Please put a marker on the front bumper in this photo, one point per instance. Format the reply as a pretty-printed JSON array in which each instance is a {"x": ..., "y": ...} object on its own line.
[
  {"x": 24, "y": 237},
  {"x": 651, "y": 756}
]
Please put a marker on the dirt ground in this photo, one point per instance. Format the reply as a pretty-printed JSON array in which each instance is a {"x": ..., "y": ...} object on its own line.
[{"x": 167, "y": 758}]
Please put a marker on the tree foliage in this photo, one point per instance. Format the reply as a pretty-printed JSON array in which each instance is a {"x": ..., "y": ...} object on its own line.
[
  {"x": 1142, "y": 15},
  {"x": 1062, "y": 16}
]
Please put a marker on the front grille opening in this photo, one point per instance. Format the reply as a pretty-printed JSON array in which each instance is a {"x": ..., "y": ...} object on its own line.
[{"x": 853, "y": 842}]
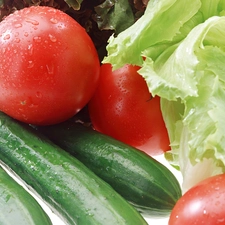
..............................
▶ Short task
Rewrite the listing above with every "put a marker on" changed to "place a dot on" and nothing else altered, leaving out the picture.

▶ Answer to this problem
Please place a dot on the front bumper in this photo, one point per instance. Format the reply as a pretty-printed JSON array in which each instance is a {"x": ..., "y": ...} object on its own line.
[
  {"x": 24, "y": 237},
  {"x": 651, "y": 756}
]
Please place a dot on the dirt ground in this photo, one point per instance. Format the reply as a pretty-printed JSON array in which each instance is a {"x": ..., "y": ...} object on its own line.
[{"x": 167, "y": 758}]
Please place a dot on the tree foliage in this photo, one point per instance. Format the reply as a pretty-printed JSON array in which each instance is a {"x": ..., "y": ...} object on its own line.
[
  {"x": 1142, "y": 15},
  {"x": 1062, "y": 16}
]
Please place a dot on the front grille opening in this photo, one point per instance. Format the reply as a pretty-printed JSON array in which each instance is a {"x": ..., "y": ...} object on its own line.
[{"x": 853, "y": 842}]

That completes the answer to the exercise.